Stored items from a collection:
=== Section Start ===

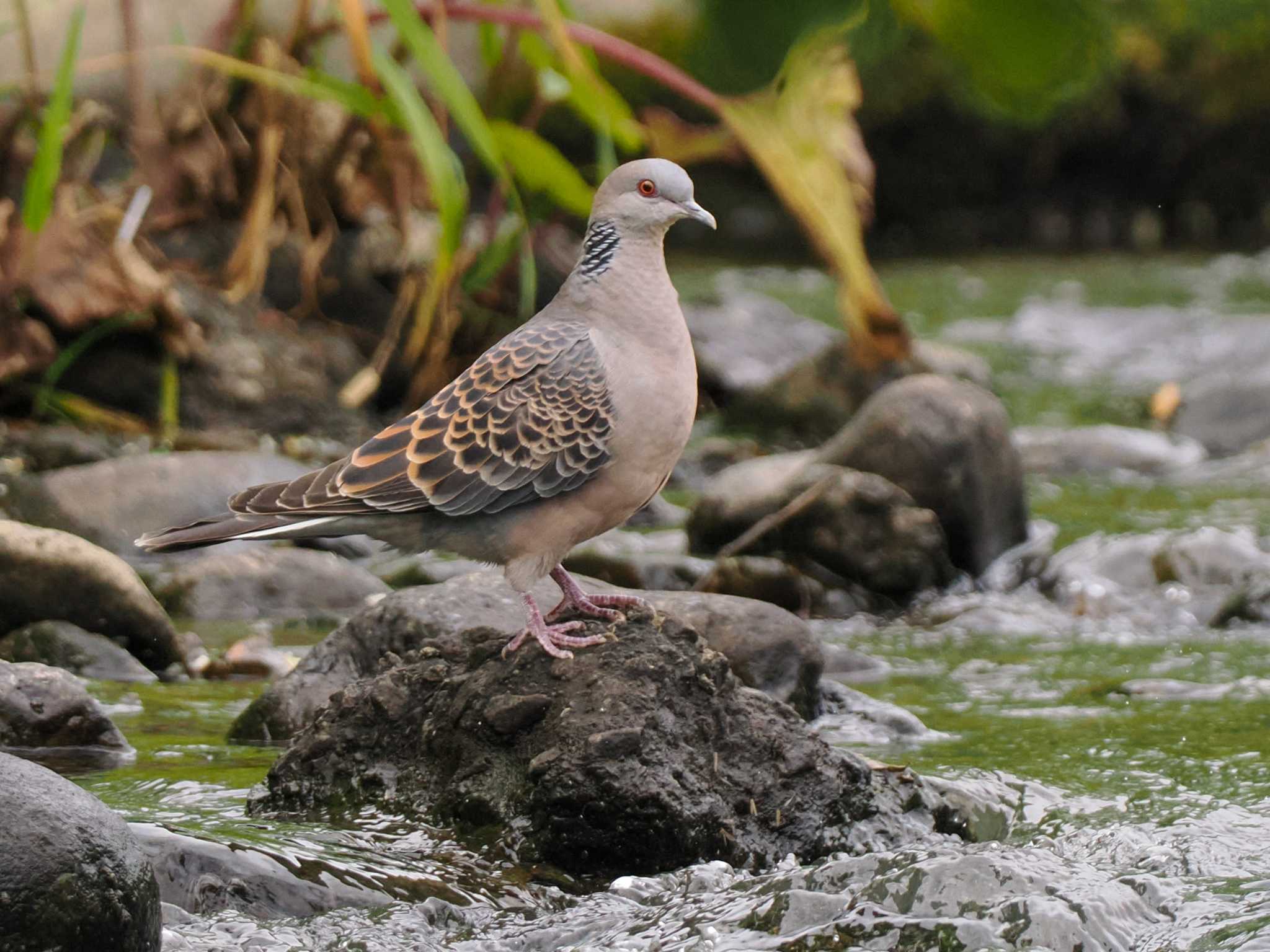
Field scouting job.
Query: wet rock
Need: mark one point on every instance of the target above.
(1105, 450)
(946, 443)
(113, 501)
(46, 574)
(266, 582)
(206, 878)
(1023, 563)
(47, 707)
(71, 875)
(1249, 689)
(649, 756)
(1227, 412)
(768, 646)
(69, 646)
(445, 619)
(858, 526)
(849, 716)
(659, 562)
(253, 656)
(1019, 615)
(949, 361)
(770, 580)
(769, 367)
(1174, 578)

=== Section End ===

WHAT IS EXPECTED: An exact copy of the entries above, with no pictures, is the required answer.

YOUR SOLUTION:
Field scouting job.
Query: wet rock
Need: mark one point on every instance of the target above.
(1105, 450)
(946, 443)
(113, 501)
(46, 574)
(266, 582)
(206, 878)
(1023, 563)
(47, 707)
(71, 875)
(1249, 689)
(649, 756)
(1227, 412)
(768, 646)
(69, 646)
(445, 619)
(858, 526)
(849, 716)
(659, 562)
(253, 656)
(1019, 615)
(949, 361)
(770, 580)
(769, 367)
(1174, 578)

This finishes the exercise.